- _Exercise_
Please reproduce the AI glossary text word for word, from "Vector embedding" up to and including "would match them.".

Example
If we ever build internal AI tools, MCP servers let us expose Advantage+ data (read-only) to Claude or other clients in a standardized, audited way.
Reasoning model
A newer class of AI model that 'thinks' before answering - it generates a hidden chain of internal reasoning, often weighs alternatives, then produces a more deliberate response. Slower and more expensive per question, but markedly better on math, logic, and multi-step problems.
Example
Claude's 'extended thinking' mode and OpenAI's 'o1' / 'o3' series are reasoning models. For 'summarize this email' you don't need one. For 'is this credit memo consistent with our policy?' you might.
Vector embedding
A way of turning text (or images, or audio) into a list of numbers that captures its meaning - so similar pieces of content end up with similar number-lists. Embeddings are how AI 'finds things that are about the same topic' without keyword matching.
Example
'Customer past-due' and 'Borrower delinquency' don't share keywords but their embeddings sit close together - a semantic search using embeddings would match them.

- _Study material_

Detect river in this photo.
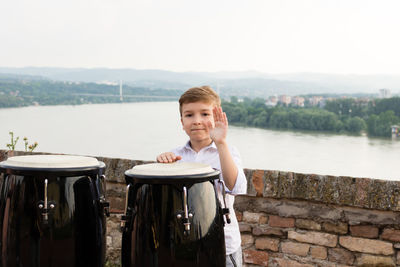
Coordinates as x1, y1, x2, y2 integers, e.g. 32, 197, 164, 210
0, 102, 400, 180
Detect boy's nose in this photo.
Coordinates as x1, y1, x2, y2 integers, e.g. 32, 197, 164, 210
193, 116, 202, 124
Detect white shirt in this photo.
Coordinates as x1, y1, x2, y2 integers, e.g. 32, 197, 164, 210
171, 142, 247, 255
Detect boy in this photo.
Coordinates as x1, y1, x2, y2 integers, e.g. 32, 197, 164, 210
157, 86, 247, 266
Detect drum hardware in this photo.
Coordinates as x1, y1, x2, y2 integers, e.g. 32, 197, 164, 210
0, 155, 107, 267
218, 179, 231, 226
121, 184, 131, 232
121, 184, 142, 232
176, 186, 193, 235
99, 196, 110, 217
121, 163, 226, 267
38, 179, 56, 224
99, 174, 110, 217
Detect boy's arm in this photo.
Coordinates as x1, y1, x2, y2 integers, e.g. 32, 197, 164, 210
208, 107, 238, 190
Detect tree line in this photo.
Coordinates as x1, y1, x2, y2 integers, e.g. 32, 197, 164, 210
222, 97, 400, 137
0, 78, 182, 108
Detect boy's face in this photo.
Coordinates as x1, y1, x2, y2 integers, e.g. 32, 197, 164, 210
181, 102, 214, 142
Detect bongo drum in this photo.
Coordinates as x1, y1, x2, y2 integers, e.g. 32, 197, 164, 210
0, 155, 108, 267
121, 163, 225, 267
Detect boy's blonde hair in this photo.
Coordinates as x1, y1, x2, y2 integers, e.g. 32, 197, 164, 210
179, 85, 221, 116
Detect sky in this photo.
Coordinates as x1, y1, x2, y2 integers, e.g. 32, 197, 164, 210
0, 0, 400, 74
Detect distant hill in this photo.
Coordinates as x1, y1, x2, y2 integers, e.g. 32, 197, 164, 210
0, 67, 400, 97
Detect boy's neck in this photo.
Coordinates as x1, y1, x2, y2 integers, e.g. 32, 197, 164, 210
190, 139, 213, 152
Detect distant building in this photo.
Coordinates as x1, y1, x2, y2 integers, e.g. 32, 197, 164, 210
278, 95, 292, 106
309, 96, 324, 106
379, 88, 392, 98
265, 96, 278, 107
292, 96, 305, 107
392, 125, 400, 139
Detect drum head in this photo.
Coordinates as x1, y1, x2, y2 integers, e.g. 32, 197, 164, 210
0, 155, 101, 173
125, 162, 219, 183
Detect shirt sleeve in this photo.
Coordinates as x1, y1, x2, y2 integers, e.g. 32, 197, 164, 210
225, 146, 247, 195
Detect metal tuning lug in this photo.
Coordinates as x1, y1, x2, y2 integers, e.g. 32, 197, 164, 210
98, 174, 110, 217
218, 179, 231, 224
182, 186, 193, 234
38, 179, 56, 224
100, 196, 110, 217
121, 184, 132, 232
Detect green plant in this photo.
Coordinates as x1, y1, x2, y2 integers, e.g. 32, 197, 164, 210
7, 132, 38, 152
7, 132, 19, 150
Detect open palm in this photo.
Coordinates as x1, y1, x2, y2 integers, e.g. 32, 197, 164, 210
209, 107, 228, 143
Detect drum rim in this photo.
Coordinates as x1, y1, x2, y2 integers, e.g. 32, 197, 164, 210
125, 169, 220, 184
0, 161, 106, 173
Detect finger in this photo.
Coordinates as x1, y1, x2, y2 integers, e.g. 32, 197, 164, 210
215, 107, 221, 121
206, 121, 214, 131
167, 154, 174, 163
222, 112, 228, 125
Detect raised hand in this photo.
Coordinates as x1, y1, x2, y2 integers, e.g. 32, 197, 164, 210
207, 107, 228, 144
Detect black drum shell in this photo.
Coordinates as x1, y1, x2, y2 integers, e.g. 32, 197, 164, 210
0, 162, 106, 267
121, 172, 225, 267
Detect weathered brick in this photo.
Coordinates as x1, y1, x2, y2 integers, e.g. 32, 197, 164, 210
243, 211, 266, 224
268, 215, 294, 228
339, 236, 394, 255
251, 170, 265, 197
322, 222, 348, 234
258, 214, 268, 224
288, 231, 337, 247
281, 241, 310, 257
328, 248, 354, 265
350, 225, 379, 238
381, 228, 400, 242
311, 246, 328, 260
296, 219, 321, 231
241, 234, 254, 248
243, 249, 269, 266
256, 237, 279, 251
239, 223, 251, 233
341, 207, 400, 225
356, 254, 396, 267
272, 258, 314, 267
253, 226, 285, 237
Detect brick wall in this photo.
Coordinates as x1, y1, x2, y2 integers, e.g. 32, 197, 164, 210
0, 151, 400, 267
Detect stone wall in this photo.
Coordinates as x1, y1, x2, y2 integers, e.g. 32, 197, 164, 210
0, 151, 400, 267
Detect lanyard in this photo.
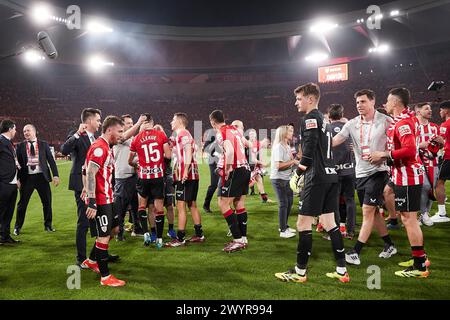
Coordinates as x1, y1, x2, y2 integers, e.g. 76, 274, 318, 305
27, 140, 39, 158
359, 116, 375, 146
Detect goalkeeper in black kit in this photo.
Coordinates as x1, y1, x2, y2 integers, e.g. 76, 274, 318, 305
275, 83, 350, 283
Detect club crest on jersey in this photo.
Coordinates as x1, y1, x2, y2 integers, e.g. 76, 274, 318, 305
398, 124, 411, 137
305, 119, 319, 130
94, 148, 103, 158
181, 136, 189, 145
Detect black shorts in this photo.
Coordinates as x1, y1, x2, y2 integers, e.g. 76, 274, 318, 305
394, 184, 422, 212
175, 180, 198, 202
356, 172, 389, 207
164, 177, 175, 207
439, 160, 450, 180
219, 167, 250, 198
339, 175, 356, 199
136, 178, 164, 203
89, 203, 119, 238
298, 183, 339, 217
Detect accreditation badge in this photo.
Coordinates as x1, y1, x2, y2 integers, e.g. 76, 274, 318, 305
361, 146, 370, 161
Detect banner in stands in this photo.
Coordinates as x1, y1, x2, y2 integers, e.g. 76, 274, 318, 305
319, 64, 348, 83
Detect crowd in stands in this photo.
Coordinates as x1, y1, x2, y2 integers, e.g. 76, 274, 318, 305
0, 57, 450, 150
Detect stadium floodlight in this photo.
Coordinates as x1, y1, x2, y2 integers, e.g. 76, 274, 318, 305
309, 21, 339, 34
23, 50, 45, 65
369, 44, 391, 54
86, 20, 114, 34
88, 56, 114, 72
305, 52, 329, 63
31, 3, 52, 24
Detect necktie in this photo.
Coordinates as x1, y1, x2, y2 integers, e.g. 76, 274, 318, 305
30, 141, 36, 170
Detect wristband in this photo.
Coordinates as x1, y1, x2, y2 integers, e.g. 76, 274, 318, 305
88, 198, 97, 210
295, 167, 305, 176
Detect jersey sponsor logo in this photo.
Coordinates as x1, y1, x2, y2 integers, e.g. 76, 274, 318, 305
181, 136, 189, 145
395, 198, 406, 206
398, 124, 411, 137
336, 163, 355, 170
305, 119, 319, 130
141, 168, 162, 174
94, 148, 103, 158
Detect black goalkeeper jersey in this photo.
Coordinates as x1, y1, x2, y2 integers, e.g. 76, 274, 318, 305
300, 109, 338, 185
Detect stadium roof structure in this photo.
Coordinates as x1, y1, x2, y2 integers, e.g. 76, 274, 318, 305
0, 0, 450, 68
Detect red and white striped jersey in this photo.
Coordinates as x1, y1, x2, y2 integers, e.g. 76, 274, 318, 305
418, 122, 439, 167
174, 129, 199, 181
85, 137, 114, 205
387, 109, 424, 186
439, 119, 450, 160
249, 140, 261, 164
216, 125, 249, 170
130, 129, 169, 180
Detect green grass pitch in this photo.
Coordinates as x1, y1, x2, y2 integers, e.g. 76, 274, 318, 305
0, 161, 450, 300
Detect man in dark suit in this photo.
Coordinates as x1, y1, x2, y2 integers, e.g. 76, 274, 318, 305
14, 124, 59, 236
61, 108, 101, 267
0, 120, 19, 244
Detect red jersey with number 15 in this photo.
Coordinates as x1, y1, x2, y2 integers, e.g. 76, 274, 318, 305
216, 125, 249, 170
174, 130, 200, 181
130, 129, 169, 180
84, 137, 114, 205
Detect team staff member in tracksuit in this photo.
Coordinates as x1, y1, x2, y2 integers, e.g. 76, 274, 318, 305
333, 90, 397, 265
275, 83, 350, 283
328, 104, 356, 238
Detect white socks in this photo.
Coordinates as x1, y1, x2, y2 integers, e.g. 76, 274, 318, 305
295, 266, 306, 277
336, 267, 347, 275
438, 204, 447, 216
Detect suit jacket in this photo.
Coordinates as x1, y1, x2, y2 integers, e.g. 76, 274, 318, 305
0, 134, 17, 183
61, 130, 91, 192
16, 139, 59, 183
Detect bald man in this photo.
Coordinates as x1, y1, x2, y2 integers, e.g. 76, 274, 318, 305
14, 124, 59, 235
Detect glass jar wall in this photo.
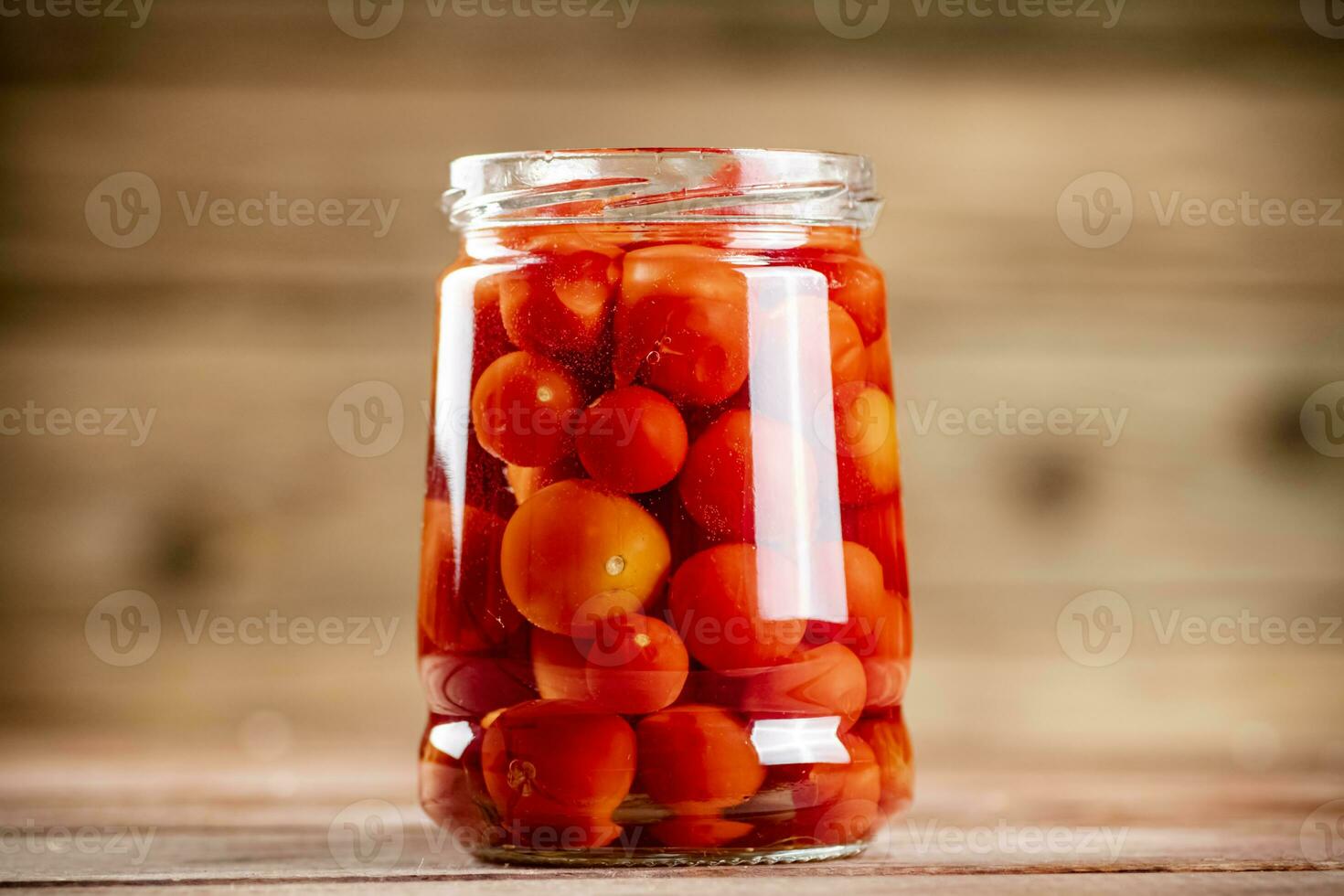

- _Result below_
Vector embedding
A way of turning text (or images, or audio) into a list of numbers that captures its meaning - so similar pieces of content end up with similar number-lists. Embeddings are how AI 'finds things that are about the same topic' without keyword matching.
Example
'Customer past-due' and 'Borrower delinquency' don't share keywords but their embeddings sit close together - a semantic search using embeddings would match them.